Goal » Rewrite the lines below as a numbered list, skipping any blank lines. Leave the pictures out.

[Stored data entries]

* start *

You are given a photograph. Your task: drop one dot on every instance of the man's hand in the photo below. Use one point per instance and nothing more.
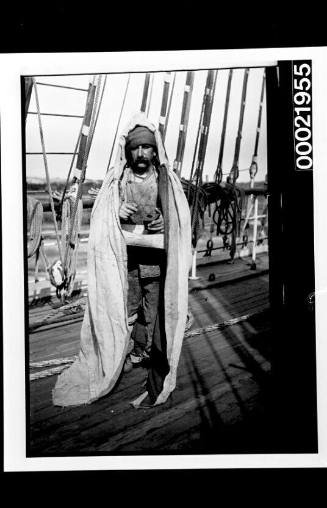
(126, 210)
(157, 225)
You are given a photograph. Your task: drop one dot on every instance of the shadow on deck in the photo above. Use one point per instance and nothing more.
(221, 403)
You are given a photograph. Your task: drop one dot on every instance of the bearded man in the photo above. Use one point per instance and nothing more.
(139, 255)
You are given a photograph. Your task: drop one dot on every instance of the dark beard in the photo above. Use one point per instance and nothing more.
(141, 169)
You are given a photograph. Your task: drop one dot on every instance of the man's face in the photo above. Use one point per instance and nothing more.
(142, 157)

* end *

Complete response »
1. You are given a photograph. Your task: drop one dot on every instance of the man's hand in the photo below. Use one point per instance and nothing more.
2. (126, 210)
3. (157, 225)
4. You are given a photograph. Your task: drop one dot on every instance of the shadow on deck in the photo above. Use one point per instance and nothing more.
5. (221, 403)
6. You are given a photograph. Your task: drop one dot on every instance of the bearded man in the photo above. Use one point per instance and nothing more.
7. (139, 255)
8. You are given a photograph. Your task: drop one dot on every instance of the dark beard in the photo above. Use one point per instance and nothing more.
9. (141, 169)
10. You are given a photograph. Your task: drop one dot on every instance of the man's face in the photo above. Use one point per instance and nothing more.
11. (142, 157)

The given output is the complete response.